▶ [Data records]
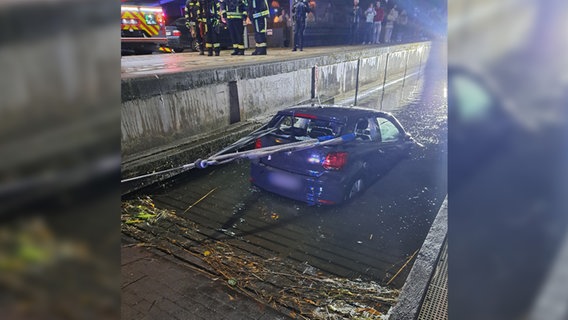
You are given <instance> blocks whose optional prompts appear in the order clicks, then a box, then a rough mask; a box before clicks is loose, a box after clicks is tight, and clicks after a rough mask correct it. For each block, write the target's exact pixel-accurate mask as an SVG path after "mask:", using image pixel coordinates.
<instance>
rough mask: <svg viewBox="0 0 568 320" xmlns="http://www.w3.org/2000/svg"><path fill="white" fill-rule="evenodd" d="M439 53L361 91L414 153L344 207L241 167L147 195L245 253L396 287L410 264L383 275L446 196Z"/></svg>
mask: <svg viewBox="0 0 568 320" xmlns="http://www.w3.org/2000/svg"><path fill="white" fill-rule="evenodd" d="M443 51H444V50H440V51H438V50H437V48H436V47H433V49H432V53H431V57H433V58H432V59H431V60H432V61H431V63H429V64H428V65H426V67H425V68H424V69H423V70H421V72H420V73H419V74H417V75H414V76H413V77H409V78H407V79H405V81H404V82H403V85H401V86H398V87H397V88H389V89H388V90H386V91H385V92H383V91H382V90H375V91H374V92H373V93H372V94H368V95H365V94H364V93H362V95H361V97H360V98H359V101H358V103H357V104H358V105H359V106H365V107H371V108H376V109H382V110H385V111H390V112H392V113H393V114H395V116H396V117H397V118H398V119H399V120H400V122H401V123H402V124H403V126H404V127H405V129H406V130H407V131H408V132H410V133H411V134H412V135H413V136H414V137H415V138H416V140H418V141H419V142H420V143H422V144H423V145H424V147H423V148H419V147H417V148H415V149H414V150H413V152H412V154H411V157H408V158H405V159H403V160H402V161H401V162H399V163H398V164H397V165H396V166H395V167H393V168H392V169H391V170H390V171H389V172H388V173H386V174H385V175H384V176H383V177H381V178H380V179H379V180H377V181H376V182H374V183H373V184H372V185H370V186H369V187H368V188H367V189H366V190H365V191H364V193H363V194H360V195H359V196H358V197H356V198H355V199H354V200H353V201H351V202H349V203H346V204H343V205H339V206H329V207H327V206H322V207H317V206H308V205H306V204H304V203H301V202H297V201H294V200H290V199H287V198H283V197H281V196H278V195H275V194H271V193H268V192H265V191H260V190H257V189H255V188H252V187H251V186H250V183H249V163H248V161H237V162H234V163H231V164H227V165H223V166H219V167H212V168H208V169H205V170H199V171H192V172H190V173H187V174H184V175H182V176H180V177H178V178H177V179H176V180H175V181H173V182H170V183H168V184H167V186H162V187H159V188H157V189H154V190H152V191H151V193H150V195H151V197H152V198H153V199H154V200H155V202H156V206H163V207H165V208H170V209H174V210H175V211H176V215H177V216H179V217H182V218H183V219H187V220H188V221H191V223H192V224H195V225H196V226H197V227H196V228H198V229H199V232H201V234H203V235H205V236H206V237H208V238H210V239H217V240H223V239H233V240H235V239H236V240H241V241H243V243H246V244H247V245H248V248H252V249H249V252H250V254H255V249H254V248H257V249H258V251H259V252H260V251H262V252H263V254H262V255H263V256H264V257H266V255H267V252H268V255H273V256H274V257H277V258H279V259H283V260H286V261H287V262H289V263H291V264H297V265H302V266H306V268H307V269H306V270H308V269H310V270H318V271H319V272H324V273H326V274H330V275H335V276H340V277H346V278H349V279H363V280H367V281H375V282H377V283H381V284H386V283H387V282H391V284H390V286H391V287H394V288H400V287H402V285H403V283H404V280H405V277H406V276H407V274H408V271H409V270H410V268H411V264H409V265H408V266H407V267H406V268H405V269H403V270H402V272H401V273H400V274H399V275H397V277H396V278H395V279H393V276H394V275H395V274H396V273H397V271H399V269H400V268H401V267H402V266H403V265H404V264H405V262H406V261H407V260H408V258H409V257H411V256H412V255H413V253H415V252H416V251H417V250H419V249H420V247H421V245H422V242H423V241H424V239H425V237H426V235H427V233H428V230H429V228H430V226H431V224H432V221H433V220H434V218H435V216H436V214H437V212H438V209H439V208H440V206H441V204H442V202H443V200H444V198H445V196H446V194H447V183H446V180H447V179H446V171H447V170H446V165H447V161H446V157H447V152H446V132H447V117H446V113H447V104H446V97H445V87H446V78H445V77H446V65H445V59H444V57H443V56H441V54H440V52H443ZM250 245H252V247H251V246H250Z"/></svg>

==

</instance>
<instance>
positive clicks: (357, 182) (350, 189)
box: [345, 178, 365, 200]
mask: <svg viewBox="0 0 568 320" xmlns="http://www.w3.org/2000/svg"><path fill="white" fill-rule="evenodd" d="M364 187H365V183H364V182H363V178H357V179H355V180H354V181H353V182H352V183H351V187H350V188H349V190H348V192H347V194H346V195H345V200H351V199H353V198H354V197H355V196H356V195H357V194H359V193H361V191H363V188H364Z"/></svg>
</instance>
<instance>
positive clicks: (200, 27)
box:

▶ [Task to carry out] Throughout the material above, find every line holding "positive" and copy it.

▶ [Answer below]
positive clicks: (357, 182) (350, 189)
positive clicks: (200, 27)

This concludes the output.